*** Opening of AVAILABLE DATA ***

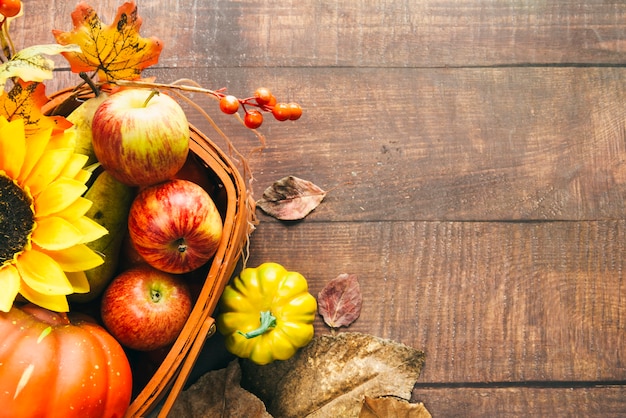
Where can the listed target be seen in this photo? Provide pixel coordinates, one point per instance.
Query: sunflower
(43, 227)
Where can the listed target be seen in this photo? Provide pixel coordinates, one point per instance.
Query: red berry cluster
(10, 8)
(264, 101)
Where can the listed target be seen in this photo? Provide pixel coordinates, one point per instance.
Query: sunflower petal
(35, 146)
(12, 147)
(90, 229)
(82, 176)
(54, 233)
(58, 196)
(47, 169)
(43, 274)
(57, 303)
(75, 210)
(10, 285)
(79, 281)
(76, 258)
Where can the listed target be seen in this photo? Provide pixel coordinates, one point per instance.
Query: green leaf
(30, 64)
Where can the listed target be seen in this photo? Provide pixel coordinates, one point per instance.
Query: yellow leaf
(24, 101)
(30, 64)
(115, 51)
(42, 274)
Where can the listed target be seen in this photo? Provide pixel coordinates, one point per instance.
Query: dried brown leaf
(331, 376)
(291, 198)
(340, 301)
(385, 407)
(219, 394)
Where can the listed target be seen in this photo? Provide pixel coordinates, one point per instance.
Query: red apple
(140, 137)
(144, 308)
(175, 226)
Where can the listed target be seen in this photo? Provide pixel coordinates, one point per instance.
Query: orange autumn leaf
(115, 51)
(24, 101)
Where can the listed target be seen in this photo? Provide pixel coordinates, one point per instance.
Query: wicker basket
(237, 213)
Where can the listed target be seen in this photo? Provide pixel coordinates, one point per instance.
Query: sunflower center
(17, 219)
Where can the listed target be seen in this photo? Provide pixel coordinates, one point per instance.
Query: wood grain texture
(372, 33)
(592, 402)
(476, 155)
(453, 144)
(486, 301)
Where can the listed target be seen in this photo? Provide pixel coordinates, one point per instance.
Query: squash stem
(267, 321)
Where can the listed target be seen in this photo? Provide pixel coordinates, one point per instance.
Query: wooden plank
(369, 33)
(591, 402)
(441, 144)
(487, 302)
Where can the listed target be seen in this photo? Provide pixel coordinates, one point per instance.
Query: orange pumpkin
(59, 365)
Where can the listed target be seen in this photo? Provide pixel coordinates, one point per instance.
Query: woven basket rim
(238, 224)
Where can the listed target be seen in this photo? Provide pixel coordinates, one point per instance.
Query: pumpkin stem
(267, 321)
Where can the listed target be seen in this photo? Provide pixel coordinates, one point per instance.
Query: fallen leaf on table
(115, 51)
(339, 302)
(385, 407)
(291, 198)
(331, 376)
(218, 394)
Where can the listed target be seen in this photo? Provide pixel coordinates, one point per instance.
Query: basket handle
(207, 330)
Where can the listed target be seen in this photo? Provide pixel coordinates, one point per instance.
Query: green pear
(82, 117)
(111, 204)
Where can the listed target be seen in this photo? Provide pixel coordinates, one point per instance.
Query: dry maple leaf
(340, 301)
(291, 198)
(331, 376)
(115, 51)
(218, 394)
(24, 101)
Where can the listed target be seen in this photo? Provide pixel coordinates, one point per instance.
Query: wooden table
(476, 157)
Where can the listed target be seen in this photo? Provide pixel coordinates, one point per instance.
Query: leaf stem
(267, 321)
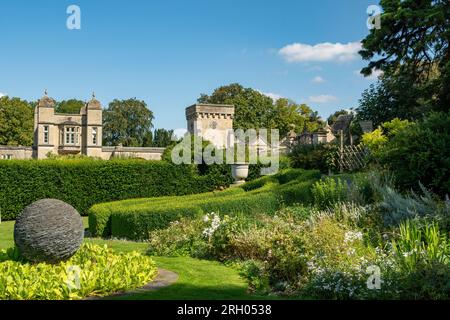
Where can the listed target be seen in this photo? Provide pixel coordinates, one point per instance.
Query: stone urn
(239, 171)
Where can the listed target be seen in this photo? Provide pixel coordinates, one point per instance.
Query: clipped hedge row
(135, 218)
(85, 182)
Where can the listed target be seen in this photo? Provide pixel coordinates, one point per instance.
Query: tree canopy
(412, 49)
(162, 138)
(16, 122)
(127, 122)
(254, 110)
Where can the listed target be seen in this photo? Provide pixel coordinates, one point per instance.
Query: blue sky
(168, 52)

*** Close of AVAILABLE DATA ***

WHAT IS NEEDED:
Could the data above be returned in full, exactly, with every image left out?

EXPECTED OUTPUT:
Where can the listed target be seen in this photo? Provide pixel coordinates, one point per instance.
Query: sunflower
(43, 227)
Where can the listed target be seen in this photo? Provide pixel coordinates, one point per instance.
Query: red berry cluster
(10, 8)
(264, 101)
Where can the listed target be seen in this photo? Provide pixel coordinates, one point per instance.
Query: sunflower petal
(35, 146)
(12, 147)
(90, 229)
(82, 176)
(54, 233)
(58, 196)
(47, 169)
(43, 274)
(57, 303)
(75, 210)
(10, 285)
(79, 281)
(76, 258)
Where can the listed target be seen in this photo? Provide pixel coordinates, one point per instance.
Query: green leaf
(30, 64)
Where can the listed target be seen in this photo? Provide pixel coordinates, one point per instance.
Query: yellow leaf
(24, 101)
(30, 64)
(115, 51)
(42, 274)
Where can the listed target be seen in this photo? Provide pixel coordinates, one point per instance.
Query: dried brown leaf
(331, 376)
(291, 198)
(340, 301)
(385, 407)
(219, 394)
Where can the listed target be seen in this photo? Provide pixel coordinates, one point per instance.
Query: red apple
(140, 137)
(144, 308)
(175, 226)
Where can the listed target be seen in this photo? Provide pixel coordinates, one point per instance.
Query: orange autumn leaf
(115, 51)
(24, 101)
Where can the listed target be seen in this photo? Provide pixel coordinates, one point per instance.
Query: wicker basket
(237, 213)
Where can the listed target be seen in this photo? Provide pixel coordinates, one point per instance.
Query: sunflower center
(17, 219)
Where can the listed target be seen in this photo? Provide pixel coordinates, one point per instance.
Query: wood grain texture
(372, 33)
(592, 402)
(476, 155)
(453, 144)
(486, 301)
Where can the listed target be seen in this photo? Provide pixel coordinates, one point per instance.
Query: squash stem
(267, 321)
Where can the listed target be seen in this photo? Provide pixel coordinates, one point per instance.
Query: wooden plank
(369, 33)
(591, 402)
(441, 144)
(487, 302)
Where can the listed target be seen in this photo? Provide pixel coordinates, one point per instance.
Query: orange pumpkin
(59, 365)
Where can the listed target be seen in this photo? Provide pixel coordinates, one point per instance.
Query: woven basket rim
(238, 224)
Where can the listed target be seen in this photo? Provide pixel coordinates, one point per instance.
Query: pumpkin stem
(267, 321)
Where can the listed target be seen in this photo? Provide pixel coordinates, one point per instance.
Query: fallen leaf on table
(115, 51)
(339, 302)
(385, 407)
(291, 198)
(331, 376)
(218, 394)
Where can the listed target be seen in this photo? Provide pixel coordinates, one point per instance.
Query: basket handle
(207, 330)
Where can the listed target be seen in this photo? Provide pixel coordinates, one point per instance.
Query: green pear
(82, 117)
(111, 204)
Where can the listed target be seen in this photo? Provide pixel coordinates, one point per instance.
Query: dry maple leaf
(340, 301)
(291, 198)
(331, 376)
(115, 51)
(218, 394)
(24, 101)
Where can the listed target be seen in this photo? Provide pixel coordinates, one point per instance.
Query: wooden table
(476, 157)
Where can the listed target be seen in this photo? Provide pixel coordinates, one point per instance.
Query: leaf stem
(267, 321)
Where can the listed target be seen in this photo? Provide pixel coordinates, one point per instance.
Query: stone urn
(239, 171)
Where can the listed target be seen in this photo? Provide pixel coordinates, one point per instance.
Query: clipped hedge row
(135, 218)
(85, 182)
Where can the listed target be seen in this photo? Provide pixel coordinates, one point per instance.
Query: tree canopy
(412, 49)
(162, 138)
(16, 122)
(127, 122)
(254, 110)
Where can the listed target be seen in this photo? Provide pixel coordinates, one point per instance.
Query: blue sky
(168, 52)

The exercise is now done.